> _Instructions for the task_: Can you extract the lines below word for word, omitting the pictures?
--- begin Excerpted records ---
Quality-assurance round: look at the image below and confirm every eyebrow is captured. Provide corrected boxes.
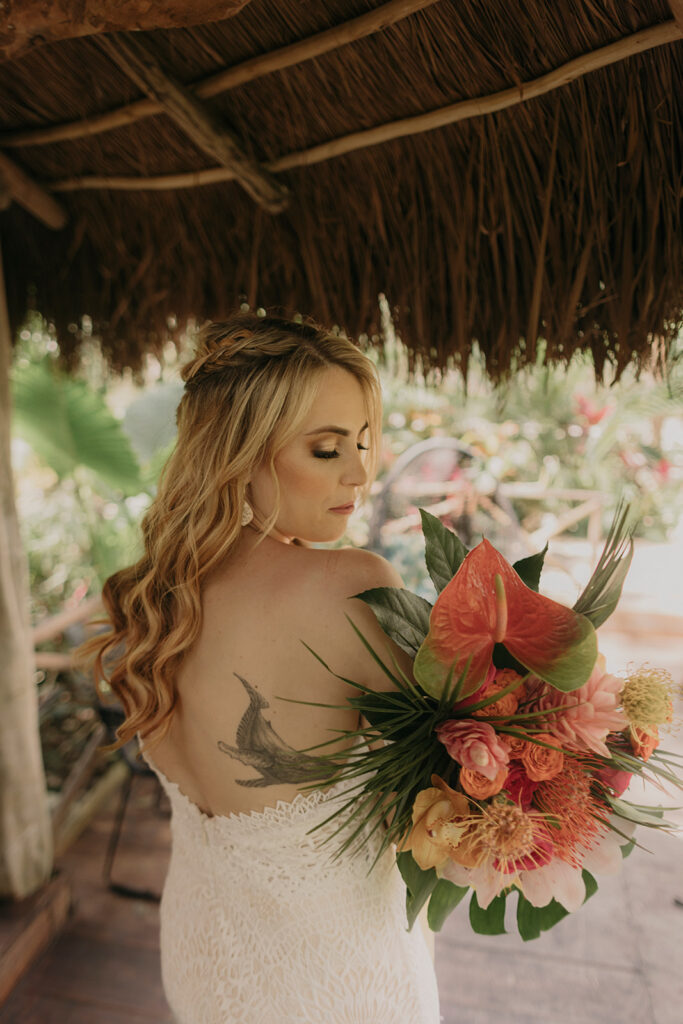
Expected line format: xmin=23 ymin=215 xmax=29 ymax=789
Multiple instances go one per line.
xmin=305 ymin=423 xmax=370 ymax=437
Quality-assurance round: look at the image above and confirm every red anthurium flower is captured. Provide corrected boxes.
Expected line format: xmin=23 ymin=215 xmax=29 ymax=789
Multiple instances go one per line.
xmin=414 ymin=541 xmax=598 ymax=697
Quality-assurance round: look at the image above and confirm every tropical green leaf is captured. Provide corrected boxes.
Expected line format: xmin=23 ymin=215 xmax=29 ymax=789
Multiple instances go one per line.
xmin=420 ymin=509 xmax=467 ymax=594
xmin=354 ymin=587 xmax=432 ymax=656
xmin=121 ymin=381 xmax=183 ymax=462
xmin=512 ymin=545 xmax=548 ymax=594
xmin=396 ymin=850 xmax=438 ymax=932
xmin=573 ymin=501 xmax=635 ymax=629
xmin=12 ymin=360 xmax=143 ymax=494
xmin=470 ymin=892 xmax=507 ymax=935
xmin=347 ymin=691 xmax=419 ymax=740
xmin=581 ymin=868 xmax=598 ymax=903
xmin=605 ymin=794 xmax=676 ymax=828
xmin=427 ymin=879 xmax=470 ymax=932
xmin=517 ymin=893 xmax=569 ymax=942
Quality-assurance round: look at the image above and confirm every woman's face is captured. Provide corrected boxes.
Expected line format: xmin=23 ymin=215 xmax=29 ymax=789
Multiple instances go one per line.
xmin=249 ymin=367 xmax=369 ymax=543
--- end Excerpted records ---
> _The response_:
Quality-assurance round: look at the image below and confirm every eyebrow is captured. Provide corrected boxes.
Expected line format: xmin=23 ymin=215 xmax=29 ymax=789
Multiple instances go one per line.
xmin=305 ymin=423 xmax=370 ymax=437
Quality-assurance round: look at the image above and confirm every red anthurium flower is captured. Provide corrected boxes.
Expected line format: xmin=23 ymin=215 xmax=29 ymax=789
Multiple instances go one per line.
xmin=414 ymin=541 xmax=598 ymax=697
Quality-assurance round: look at the image above and confirm every tropical green leaf is captured. Provide corrected boxes.
Expected line format: xmin=23 ymin=215 xmax=29 ymax=789
Multiple instances go one per line.
xmin=420 ymin=509 xmax=467 ymax=594
xmin=354 ymin=587 xmax=432 ymax=656
xmin=121 ymin=381 xmax=183 ymax=462
xmin=512 ymin=545 xmax=548 ymax=594
xmin=396 ymin=850 xmax=438 ymax=932
xmin=573 ymin=501 xmax=635 ymax=629
xmin=12 ymin=360 xmax=143 ymax=494
xmin=470 ymin=892 xmax=507 ymax=935
xmin=347 ymin=691 xmax=419 ymax=740
xmin=581 ymin=868 xmax=598 ymax=903
xmin=605 ymin=794 xmax=676 ymax=828
xmin=427 ymin=879 xmax=470 ymax=932
xmin=517 ymin=893 xmax=569 ymax=942
Quality-assurance round: look at the image above and confirm every woman's face is captured. Provide corrected boxes.
Expected line format: xmin=23 ymin=215 xmax=29 ymax=789
Multiple instances go one per line.
xmin=249 ymin=367 xmax=369 ymax=543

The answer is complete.